> _DIRECTIONS_: Transcribe the listing below line by line, changing nothing.

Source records
★ ★ ★ ★ ★ ★ ★
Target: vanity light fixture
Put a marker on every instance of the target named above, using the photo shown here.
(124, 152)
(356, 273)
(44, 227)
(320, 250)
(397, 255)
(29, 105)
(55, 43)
★ ★ ★ ★ ★ ★ ★
> _ANSWER FOR THIS EXERCISE_:
Target: vanity light fixture
Put a marker on every instance of the target named above, using the photo shown here.
(124, 152)
(356, 273)
(44, 227)
(320, 250)
(397, 255)
(29, 105)
(55, 43)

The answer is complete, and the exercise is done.